§ **Assignment**
Search the data for the word "instance" and copy each line that has it.

[Image-grounded pointing data]
════════════════════

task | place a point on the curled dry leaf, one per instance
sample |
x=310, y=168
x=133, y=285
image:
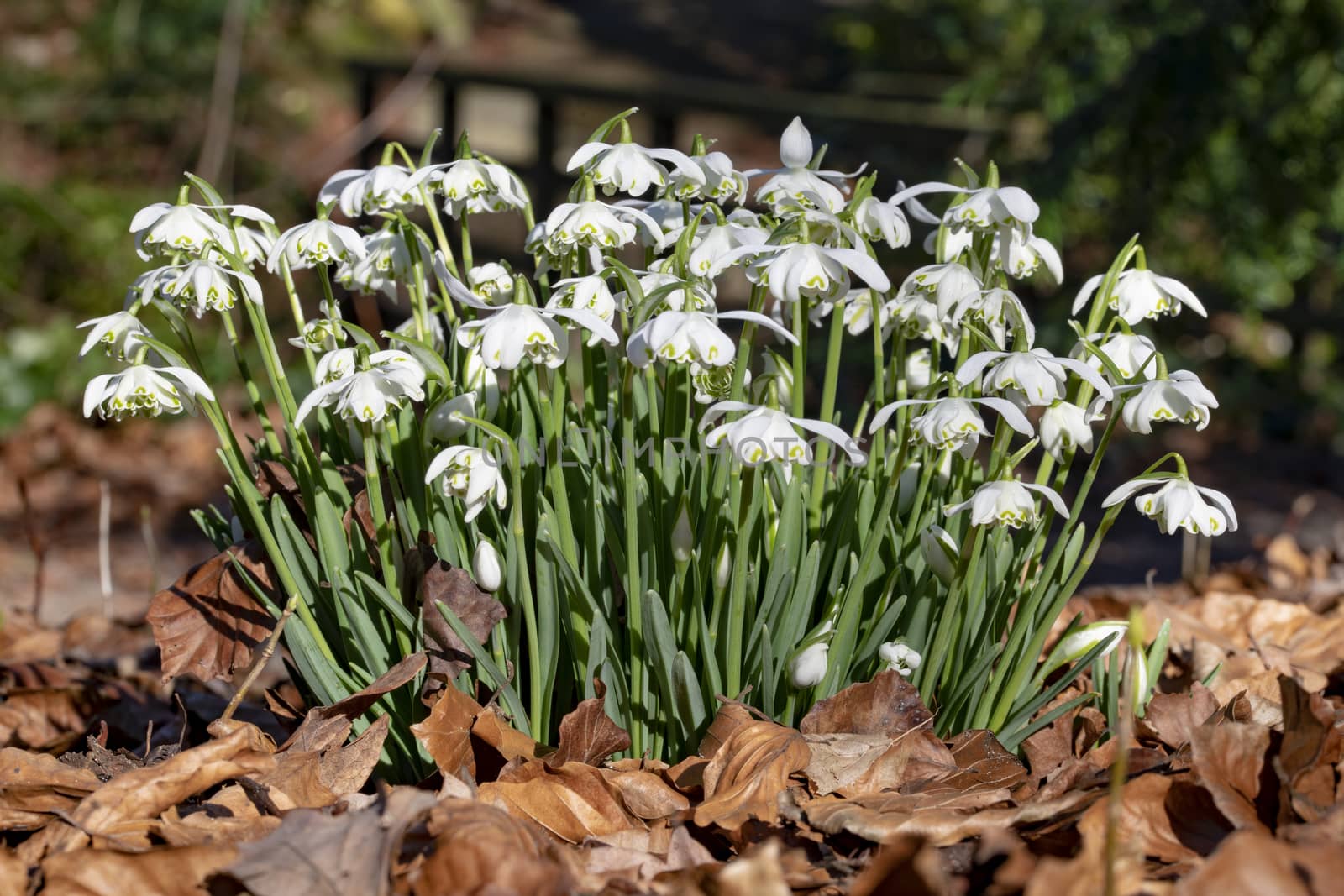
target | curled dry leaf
x=346, y=855
x=208, y=622
x=748, y=773
x=483, y=849
x=588, y=735
x=165, y=872
x=571, y=801
x=887, y=705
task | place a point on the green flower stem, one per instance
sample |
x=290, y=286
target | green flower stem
x=828, y=407
x=382, y=528
x=253, y=392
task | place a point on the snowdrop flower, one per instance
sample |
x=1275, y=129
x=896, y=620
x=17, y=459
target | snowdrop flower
x=810, y=667
x=470, y=474
x=491, y=281
x=1065, y=427
x=1179, y=504
x=144, y=391
x=918, y=369
x=1079, y=642
x=1034, y=378
x=900, y=658
x=201, y=285
x=949, y=285
x=631, y=167
x=1142, y=295
x=382, y=188
x=1128, y=352
x=795, y=186
x=1180, y=396
x=472, y=186
x=1007, y=503
x=390, y=379
x=320, y=335
x=766, y=434
x=940, y=553
x=721, y=181
x=879, y=221
x=597, y=226
x=1001, y=313
x=186, y=228
x=486, y=567
x=589, y=293
x=118, y=333
x=953, y=423
x=318, y=242
x=691, y=336
x=795, y=270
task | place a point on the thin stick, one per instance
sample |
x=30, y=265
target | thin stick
x=268, y=652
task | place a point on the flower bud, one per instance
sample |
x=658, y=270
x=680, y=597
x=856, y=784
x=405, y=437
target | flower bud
x=683, y=540
x=723, y=567
x=810, y=667
x=486, y=567
x=940, y=551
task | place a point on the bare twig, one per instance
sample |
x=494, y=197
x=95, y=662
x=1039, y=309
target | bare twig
x=261, y=661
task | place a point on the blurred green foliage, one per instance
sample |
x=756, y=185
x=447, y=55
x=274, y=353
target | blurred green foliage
x=1215, y=128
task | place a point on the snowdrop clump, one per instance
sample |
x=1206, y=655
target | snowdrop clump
x=654, y=497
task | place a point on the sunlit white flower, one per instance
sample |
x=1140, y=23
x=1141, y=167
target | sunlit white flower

════════════════════

§ **Task solution**
task | place a point on the curled dry leaf, one per instance
task | place a point on the green flower stem, one per instance
task | place a point on the snowdrop flower, one per instance
task | place a point on the thin stick, one per instance
task | place a point on the flower bud, one per instance
task | place a point on the bare twig, one per instance
task | place a point on the blurred green foliage, one per instance
task | place a point on the snowdrop clump, one per instance
task | place a point on the sunlit white flower, one per instance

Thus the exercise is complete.